### WHAT TO DO:
Quote the whole listing word for word, please.

### GIVEN RECORDS:

^^^^^^^^

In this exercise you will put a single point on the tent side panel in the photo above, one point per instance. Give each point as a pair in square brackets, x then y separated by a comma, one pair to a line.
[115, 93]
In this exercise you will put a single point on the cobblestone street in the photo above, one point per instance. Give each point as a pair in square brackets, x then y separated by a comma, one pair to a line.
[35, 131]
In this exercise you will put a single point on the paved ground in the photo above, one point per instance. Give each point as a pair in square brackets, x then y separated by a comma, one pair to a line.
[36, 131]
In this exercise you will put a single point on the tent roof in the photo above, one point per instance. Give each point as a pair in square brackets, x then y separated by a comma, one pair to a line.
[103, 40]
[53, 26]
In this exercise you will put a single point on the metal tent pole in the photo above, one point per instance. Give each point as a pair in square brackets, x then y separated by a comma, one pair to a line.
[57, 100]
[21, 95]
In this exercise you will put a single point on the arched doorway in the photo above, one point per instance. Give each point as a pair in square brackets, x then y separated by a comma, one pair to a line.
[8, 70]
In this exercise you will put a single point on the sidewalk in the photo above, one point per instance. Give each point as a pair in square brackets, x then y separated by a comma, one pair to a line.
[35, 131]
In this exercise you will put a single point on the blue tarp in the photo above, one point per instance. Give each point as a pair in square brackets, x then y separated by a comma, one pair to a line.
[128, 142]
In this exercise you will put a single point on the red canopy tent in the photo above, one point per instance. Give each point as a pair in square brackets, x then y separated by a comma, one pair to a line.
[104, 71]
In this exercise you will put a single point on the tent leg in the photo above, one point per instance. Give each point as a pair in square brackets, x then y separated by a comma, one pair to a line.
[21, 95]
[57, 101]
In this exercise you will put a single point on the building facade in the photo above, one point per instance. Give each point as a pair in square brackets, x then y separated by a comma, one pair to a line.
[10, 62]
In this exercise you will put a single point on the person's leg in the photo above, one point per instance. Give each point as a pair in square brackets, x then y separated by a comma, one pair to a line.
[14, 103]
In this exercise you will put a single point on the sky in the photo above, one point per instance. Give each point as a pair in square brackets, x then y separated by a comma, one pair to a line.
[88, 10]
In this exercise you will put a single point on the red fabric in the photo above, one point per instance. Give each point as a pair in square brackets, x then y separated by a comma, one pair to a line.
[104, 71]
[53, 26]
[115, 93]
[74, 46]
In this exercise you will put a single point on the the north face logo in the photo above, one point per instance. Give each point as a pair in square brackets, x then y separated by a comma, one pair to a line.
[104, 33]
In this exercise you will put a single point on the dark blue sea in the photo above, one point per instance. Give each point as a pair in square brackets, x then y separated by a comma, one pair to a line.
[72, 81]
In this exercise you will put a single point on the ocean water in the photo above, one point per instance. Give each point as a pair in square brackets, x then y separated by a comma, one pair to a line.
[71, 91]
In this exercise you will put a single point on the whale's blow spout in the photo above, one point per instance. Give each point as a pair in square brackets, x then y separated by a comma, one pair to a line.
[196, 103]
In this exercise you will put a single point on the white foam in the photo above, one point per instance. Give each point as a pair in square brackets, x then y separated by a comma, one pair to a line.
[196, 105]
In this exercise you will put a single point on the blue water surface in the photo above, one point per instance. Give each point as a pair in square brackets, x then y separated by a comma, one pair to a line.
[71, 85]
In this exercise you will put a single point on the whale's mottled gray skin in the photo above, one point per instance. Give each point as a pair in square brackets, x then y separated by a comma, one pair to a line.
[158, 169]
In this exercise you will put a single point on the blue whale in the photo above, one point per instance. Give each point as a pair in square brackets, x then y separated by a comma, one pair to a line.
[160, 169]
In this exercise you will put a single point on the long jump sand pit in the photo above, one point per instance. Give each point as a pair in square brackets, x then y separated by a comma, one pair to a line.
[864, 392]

^^^^^^^^

### RESPONSE AREA:
In this exercise you will put a single point on the tent side panel in the photo above, one point per instance. Give each point as a pair in square brackets, x then y separated by a comma, one pair to a line.
[115, 93]
In this exercise you will put a single point on the cobblestone street in the photo above, one point per instance. Give each point as a pair in square brackets, x then y separated by a comma, one pair to a line.
[35, 131]
In this exercise you will put a single point on the paved ground in the photo above, one point per instance. Give each point as a pair in square brackets, x then y separated by a comma, one pair to a line.
[36, 131]
In this exercise you will put a single point on the tent roof in the photo above, one point per instance. Give each point as a pair in square brackets, x then y separated by a comma, one pair to a line.
[103, 40]
[53, 26]
In this exercise you will put a single point on the metal tent pole in the photo above, one point per instance. Give each point as a pair in square brackets, x then y separated by a comma, one pair to a line.
[57, 100]
[21, 95]
In this exercise you will put a single point on the arched doorway in the photo above, one point per instance. Give each point as a pair in square brackets, x then y separated by a comma, one pair to a line.
[8, 70]
In this exercise you will put a single point on the sidewalk in the photo above, one point per instance. Give each point as a pair in square brackets, x then y separated by a comma, one pair to a line.
[35, 131]
In this exercise you will put a single point on the blue tarp in the photo above, one point per instance. Give each point as a pair in square brackets, x then y separated by a comma, one pair to a line.
[128, 142]
In this exercise you will put a single point on the red canopy tent in the photo above, one point per instance. Give each point as a pair in square brackets, x then y separated by a comma, one pair to a line.
[104, 71]
In this exercise you will put a single point on the tent leg in the photo above, one point per instance. Give each point as a pair in square brackets, x then y separated by a comma, one pair to a line.
[21, 95]
[57, 101]
In this exercise you will put a single point on the building facade in the photo above, one point per instance. Give each point as a pair in square brackets, x then y separated by a comma, one pair to a line.
[10, 62]
In this exercise you will put a single point on the person's leg in the photo above, one point per instance. Give each point as a pair in square brackets, x then y separated by a comma, one pair to a line.
[14, 103]
In this exercise you will put a single point on the sky in the photo above, one point per instance. Give each point as a pair in square brackets, x then y separated by a comma, one pair to a line.
[88, 10]
In this exercise you will put a single point on the red fabric in the photo above, one point per instance. Give each point as a pair in square brackets, x then y separated by a comma, one pair to a line.
[104, 71]
[53, 26]
[115, 93]
[74, 46]
In this exercise you will put a single point on the the north face logo in the photo above, one point per instance. Give each point as a pair in square brackets, x then y separated by a comma, one pair to a line.
[104, 33]
In this exercise you will put a single point on the dark blue sea in the photo above, one point per instance. Give each point as a pair in square brackets, x then y separated by a comma, one pair to a line.
[72, 81]
In this exercise you will put a single point on the ocean water in the photo above, one point per instance. Give each point as a pair in square brackets, x then y separated by a comma, one pair to a line.
[71, 91]
In this exercise you will put a single point on the whale's blow spout in the photo above, one point per instance. Give each point as a pair in square brackets, x then y separated by a comma, one pair to a line.
[196, 103]
In this exercise you will put a single point on the white foam in the photo above, one point per instance. Give each point as a pair in square brackets, x then y separated by a comma, one pair to a line.
[196, 105]
In this exercise you will put a single point on the blue water surface in the photo above, one point per instance. Give each point as a pair in square brackets, x then y separated by a comma, one pair to a line.
[71, 85]
In this exercise you will put a single point on the whale's mottled gray skin in the photo above, one point per instance. Give each point as a pair in square brackets, x then y separated by a comma, one pair to a line.
[158, 169]
In this exercise you will put a single point on the blue whale in the photo above, one point per instance. Give each point as a pair in square brackets, x then y separated by a comma, one pair to a line.
[160, 169]
In this exercise you will put a single point on the long jump sand pit in the photo above, one point per instance. Give each point as a pair in square brackets, x then y separated by a comma, one pair to a line.
[864, 392]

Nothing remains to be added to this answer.